* BEGIN Extract provided *

I'm in my Reading Era at the moment; specifically, reading on my phone, which is distinct from my Reading Era (on Kobo) and my Reading Era (physical books). Apart from Heated Rivalry I haven't watched any TV shows or films in weeks, but I've been reading thousands of words a day across fiction, nonfiction, and fan fiction. I regret nothing.
(1)
The Workers' Party has indeed told Lawrence Wong to take the Leader of Opposition position and shove it. Okay, they were much more polite than that, but I'd like to think that was the true subtext. From their media statement:
The LO appointment is conventionally extended to the leader of the largest opposition party in Parliament or it is decided by the opposition party in question. To this end, it is important to reiterate that the LO appointment in Parliament arose out of the political success of the opposition at the ballot box. It is the people’s vote that explains the presence of opposition MPs in Parliament. In other Westminster systems, the title of the Leader of the Opposition is established by law and is not the prerogative or choice of the Government of the day or the Prime Minister. This approach expresses the authority and sanctity of the people’s vote.

* END Extract provided *
* BEGIN Recorded data *

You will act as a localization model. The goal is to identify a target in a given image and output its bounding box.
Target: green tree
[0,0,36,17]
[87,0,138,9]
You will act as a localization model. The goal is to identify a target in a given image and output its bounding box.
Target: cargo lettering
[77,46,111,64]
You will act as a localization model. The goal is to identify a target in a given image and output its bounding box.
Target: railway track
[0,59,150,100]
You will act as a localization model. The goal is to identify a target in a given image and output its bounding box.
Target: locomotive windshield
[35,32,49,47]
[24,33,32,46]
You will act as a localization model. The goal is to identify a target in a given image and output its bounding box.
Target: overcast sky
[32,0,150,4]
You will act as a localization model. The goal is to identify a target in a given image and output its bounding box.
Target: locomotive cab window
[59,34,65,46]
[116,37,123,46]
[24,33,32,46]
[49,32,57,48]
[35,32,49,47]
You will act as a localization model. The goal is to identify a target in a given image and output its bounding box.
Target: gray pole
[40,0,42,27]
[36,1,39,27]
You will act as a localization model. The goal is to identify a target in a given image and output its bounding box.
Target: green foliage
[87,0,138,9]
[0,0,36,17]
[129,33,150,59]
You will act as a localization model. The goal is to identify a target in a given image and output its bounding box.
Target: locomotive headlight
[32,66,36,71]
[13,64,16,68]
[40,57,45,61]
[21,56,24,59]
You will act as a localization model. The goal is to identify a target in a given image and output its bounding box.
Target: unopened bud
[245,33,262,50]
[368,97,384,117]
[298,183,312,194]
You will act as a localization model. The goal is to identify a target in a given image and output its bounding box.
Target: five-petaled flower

* END Recorded data *

In the post above, what does the Workers' Party statement say explains the presence of opposition MPs in Parliament?

§ **Exercise output**:
The people's vote.